[Opening DATA EXTRACT section]

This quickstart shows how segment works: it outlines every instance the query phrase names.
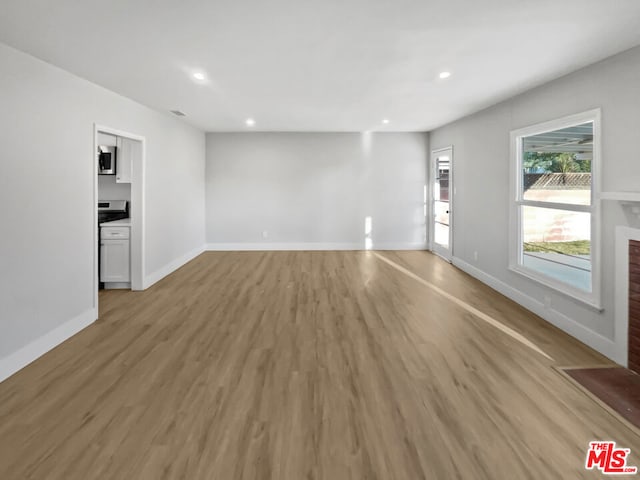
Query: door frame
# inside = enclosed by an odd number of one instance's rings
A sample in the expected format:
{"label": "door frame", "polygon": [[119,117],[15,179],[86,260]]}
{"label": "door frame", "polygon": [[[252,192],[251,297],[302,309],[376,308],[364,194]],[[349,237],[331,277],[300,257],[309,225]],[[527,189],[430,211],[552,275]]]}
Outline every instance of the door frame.
{"label": "door frame", "polygon": [[[449,155],[449,248],[445,251],[444,248],[439,248],[434,240],[434,194],[435,194],[435,178],[436,178],[436,163],[435,159],[439,154],[443,152],[450,152]],[[442,148],[431,150],[431,156],[429,158],[429,250],[442,257],[447,262],[451,263],[453,259],[453,201],[455,197],[454,179],[453,179],[453,145],[449,145]]]}
{"label": "door frame", "polygon": [[[141,143],[140,159],[133,160],[131,182],[131,290],[144,290],[145,271],[145,165],[147,139],[135,133],[126,132],[106,125],[93,124],[93,305],[98,311],[98,133],[135,140]],[[117,168],[117,164],[116,164]]]}

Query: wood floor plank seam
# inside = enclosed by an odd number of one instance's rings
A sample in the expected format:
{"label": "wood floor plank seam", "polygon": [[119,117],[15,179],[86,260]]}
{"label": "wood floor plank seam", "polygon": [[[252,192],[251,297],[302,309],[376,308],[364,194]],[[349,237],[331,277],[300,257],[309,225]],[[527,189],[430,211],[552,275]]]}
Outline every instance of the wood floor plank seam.
{"label": "wood floor plank seam", "polygon": [[373,252],[373,254],[376,256],[376,258],[379,258],[380,260],[382,260],[383,262],[385,262],[388,265],[392,266],[393,268],[395,268],[399,272],[402,272],[405,275],[413,278],[414,280],[422,283],[424,286],[430,288],[431,290],[433,290],[434,292],[436,292],[439,295],[443,296],[447,300],[450,300],[451,302],[455,303],[459,307],[465,309],[467,312],[472,313],[474,316],[480,318],[481,320],[484,320],[489,325],[497,328],[501,332],[506,333],[511,338],[517,340],[518,342],[520,342],[523,345],[527,346],[531,350],[539,353],[540,355],[543,355],[544,357],[546,357],[547,359],[551,360],[552,362],[554,361],[553,358],[550,355],[548,355],[546,352],[544,352],[535,343],[533,343],[531,340],[529,340],[525,336],[521,335],[520,333],[516,332],[512,328],[509,328],[508,326],[506,326],[502,322],[499,322],[498,320],[496,320],[495,318],[491,317],[490,315],[487,315],[486,313],[478,310],[474,306],[469,305],[467,302],[464,302],[464,301],[460,300],[459,298],[455,297],[454,295],[451,295],[450,293],[444,291],[442,288],[434,285],[433,283],[426,281],[424,278],[421,278],[420,276],[416,275],[412,271],[407,270],[402,265],[398,265],[396,262],[386,258],[384,255],[380,254],[379,252]]}

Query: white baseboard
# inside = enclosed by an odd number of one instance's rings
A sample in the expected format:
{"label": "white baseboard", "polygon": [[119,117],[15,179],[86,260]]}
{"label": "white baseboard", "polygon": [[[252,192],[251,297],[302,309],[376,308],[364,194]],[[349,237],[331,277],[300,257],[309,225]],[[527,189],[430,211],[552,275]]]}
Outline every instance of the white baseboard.
{"label": "white baseboard", "polygon": [[522,305],[527,310],[532,311],[572,337],[577,338],[582,343],[603,354],[605,357],[610,358],[614,362],[620,363],[620,359],[618,358],[618,349],[616,348],[616,343],[613,340],[594,332],[557,310],[546,308],[544,303],[539,302],[535,298],[522,293],[520,290],[517,290],[510,285],[507,285],[503,281],[483,272],[479,268],[470,265],[460,258],[453,257],[452,263],[460,270],[468,273],[474,278],[477,278],[482,283],[485,283],[494,290],[503,294],[505,297],[508,297],[514,302]]}
{"label": "white baseboard", "polygon": [[[378,243],[373,250],[426,250],[423,243]],[[364,243],[209,243],[209,251],[365,250]]]}
{"label": "white baseboard", "polygon": [[18,370],[23,369],[68,338],[73,337],[80,330],[95,322],[97,318],[98,311],[95,308],[91,308],[25,345],[20,350],[0,359],[0,382],[9,378]]}
{"label": "white baseboard", "polygon": [[427,250],[426,243],[374,243],[373,250]]}
{"label": "white baseboard", "polygon": [[142,289],[145,290],[145,289],[149,288],[151,285],[153,285],[154,283],[159,282],[160,280],[162,280],[164,277],[166,277],[170,273],[175,272],[177,269],[179,269],[185,263],[188,263],[191,260],[193,260],[194,258],[196,258],[198,255],[200,255],[205,250],[206,250],[206,248],[204,246],[195,248],[195,249],[191,250],[189,253],[186,253],[185,255],[181,256],[180,258],[176,258],[174,261],[166,264],[164,267],[159,268],[155,272],[147,275],[144,278],[144,282],[142,284]]}

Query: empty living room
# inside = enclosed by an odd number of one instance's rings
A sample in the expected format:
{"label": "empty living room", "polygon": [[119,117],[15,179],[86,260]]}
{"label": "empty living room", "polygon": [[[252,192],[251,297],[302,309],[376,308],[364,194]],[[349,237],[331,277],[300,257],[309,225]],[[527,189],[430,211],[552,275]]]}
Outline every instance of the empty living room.
{"label": "empty living room", "polygon": [[4,0],[0,479],[636,478],[639,25]]}

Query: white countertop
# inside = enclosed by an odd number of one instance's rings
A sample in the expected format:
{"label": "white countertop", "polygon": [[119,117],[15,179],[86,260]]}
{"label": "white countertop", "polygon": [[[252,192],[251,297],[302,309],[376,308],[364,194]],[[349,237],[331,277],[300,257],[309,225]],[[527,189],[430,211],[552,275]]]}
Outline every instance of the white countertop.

[Closing DATA EXTRACT section]

* _PROBLEM DESCRIPTION_:
From the first line to the last, retype the material exactly and exclude the pictures.

* _TASK RESULT_:
This quickstart shows how segment works: it outlines every instance the query phrase names.
Query: door frame
# inside = enclosed by an odd number of one instance's rings
A sample in the expected format:
{"label": "door frame", "polygon": [[119,117],[15,179],[86,260]]}
{"label": "door frame", "polygon": [[[252,192],[251,297],[302,309],[376,308],[364,194]],[[349,237],[331,277],[300,257],[309,225]],[[527,189],[430,211],[552,275]]]}
Outline every instance of the door frame.
{"label": "door frame", "polygon": [[[449,155],[449,248],[445,251],[444,248],[439,248],[434,240],[434,194],[435,194],[435,178],[436,178],[436,163],[435,159],[439,154],[443,152],[450,152]],[[442,148],[431,150],[431,156],[429,158],[429,250],[442,257],[447,262],[451,263],[453,259],[453,201],[455,197],[454,179],[453,179],[453,145],[449,145]]]}
{"label": "door frame", "polygon": [[[141,143],[140,159],[133,160],[131,182],[131,290],[144,290],[145,271],[145,165],[147,139],[135,133],[126,132],[106,125],[93,124],[93,305],[98,311],[98,133],[135,140]],[[117,168],[117,164],[116,164]]]}

Query: wood floor plank seam
# inside = enclosed by an odd number of one instance's rings
A sample in the expected format:
{"label": "wood floor plank seam", "polygon": [[119,117],[15,179],[86,260]]}
{"label": "wood floor plank seam", "polygon": [[[252,192],[251,297],[302,309],[376,308],[364,194]],[[349,237],[331,277],[300,257],[309,225]],[[527,189],[430,211],[552,275]]]}
Outline every instance of the wood floor plank seam.
{"label": "wood floor plank seam", "polygon": [[373,252],[373,254],[376,256],[376,258],[379,258],[380,260],[382,260],[383,262],[385,262],[388,265],[392,266],[393,268],[395,268],[399,272],[402,272],[405,275],[413,278],[414,280],[422,283],[424,286],[430,288],[431,290],[433,290],[434,292],[436,292],[439,295],[443,296],[447,300],[450,300],[451,302],[455,303],[459,307],[465,309],[467,312],[472,313],[474,316],[480,318],[481,320],[484,320],[489,325],[497,328],[501,332],[506,333],[511,338],[517,340],[518,342],[520,342],[523,345],[527,346],[531,350],[539,353],[540,355],[543,355],[544,357],[546,357],[547,359],[551,360],[552,362],[554,361],[553,358],[550,355],[548,355],[546,352],[544,352],[535,343],[533,343],[531,340],[529,340],[525,336],[521,335],[520,333],[516,332],[512,328],[509,328],[508,326],[506,326],[502,322],[499,322],[498,320],[496,320],[495,318],[491,317],[490,315],[487,315],[486,313],[478,310],[474,306],[469,305],[467,302],[464,302],[464,301],[460,300],[459,298],[455,297],[454,295],[451,295],[450,293],[444,291],[442,288],[434,285],[433,283],[426,281],[424,278],[421,278],[420,276],[416,275],[412,271],[407,270],[402,265],[398,265],[396,262],[386,258],[384,255],[380,254],[379,252]]}

Query: white baseboard
# inside = enclosed by an odd number of one instance's rings
A sample in the expected format:
{"label": "white baseboard", "polygon": [[119,117],[15,179],[86,260]]}
{"label": "white baseboard", "polygon": [[[252,192],[251,297],[302,309],[376,308],[364,194]],[[349,237],[331,277],[300,257],[309,225]],[[527,189],[430,211],[552,275]]]}
Outline every instance of the white baseboard.
{"label": "white baseboard", "polygon": [[522,305],[527,310],[532,311],[572,337],[577,338],[582,343],[603,354],[605,357],[610,358],[614,362],[620,363],[620,359],[618,358],[618,349],[616,348],[616,343],[613,340],[594,332],[557,310],[546,308],[544,303],[539,302],[535,298],[522,293],[520,290],[517,290],[510,285],[507,285],[503,281],[483,272],[479,268],[470,265],[460,258],[453,257],[452,263],[460,270],[468,273],[474,278],[477,278],[482,283],[485,283],[494,290],[503,294],[505,297],[508,297],[514,302]]}
{"label": "white baseboard", "polygon": [[[378,243],[373,250],[426,250],[423,243]],[[364,243],[209,243],[209,251],[365,250]]]}
{"label": "white baseboard", "polygon": [[18,370],[23,369],[68,338],[73,337],[80,330],[95,322],[97,318],[98,311],[95,308],[91,308],[25,345],[20,350],[0,359],[0,382],[9,378]]}
{"label": "white baseboard", "polygon": [[427,250],[426,243],[374,243],[373,250]]}
{"label": "white baseboard", "polygon": [[142,289],[145,290],[145,289],[149,288],[151,285],[153,285],[154,283],[159,282],[160,280],[162,280],[164,277],[166,277],[170,273],[175,272],[177,269],[179,269],[185,263],[188,263],[191,260],[193,260],[194,258],[196,258],[198,255],[200,255],[205,250],[206,250],[206,248],[204,246],[195,248],[195,249],[191,250],[189,253],[186,253],[185,255],[181,256],[180,258],[176,258],[174,261],[166,264],[164,267],[159,268],[155,272],[147,275],[144,278],[144,282],[142,284]]}

Query: empty living room
# inside = enclosed by an odd number of one instance's rings
A sample in the expected format:
{"label": "empty living room", "polygon": [[119,117],[15,179],[86,260]]}
{"label": "empty living room", "polygon": [[[252,192],[251,297],[302,309],[376,308],[364,194]],[[349,237],[331,277],[300,257],[309,225]],[[527,189],[430,211],[552,275]]]}
Outline every instance of the empty living room.
{"label": "empty living room", "polygon": [[4,0],[0,479],[636,478],[639,25]]}

Query: white countertop
# inside = enclosed by an odd number of one instance's rings
A sample in the expected format:
{"label": "white countertop", "polygon": [[119,117],[15,179],[86,260]]}
{"label": "white countertop", "polygon": [[[252,192],[251,297],[302,309],[376,308],[364,194]],[[349,237],[331,277],[300,257],[309,225]],[[527,189],[430,211],[552,275]]]}
Outline every instance of the white countertop.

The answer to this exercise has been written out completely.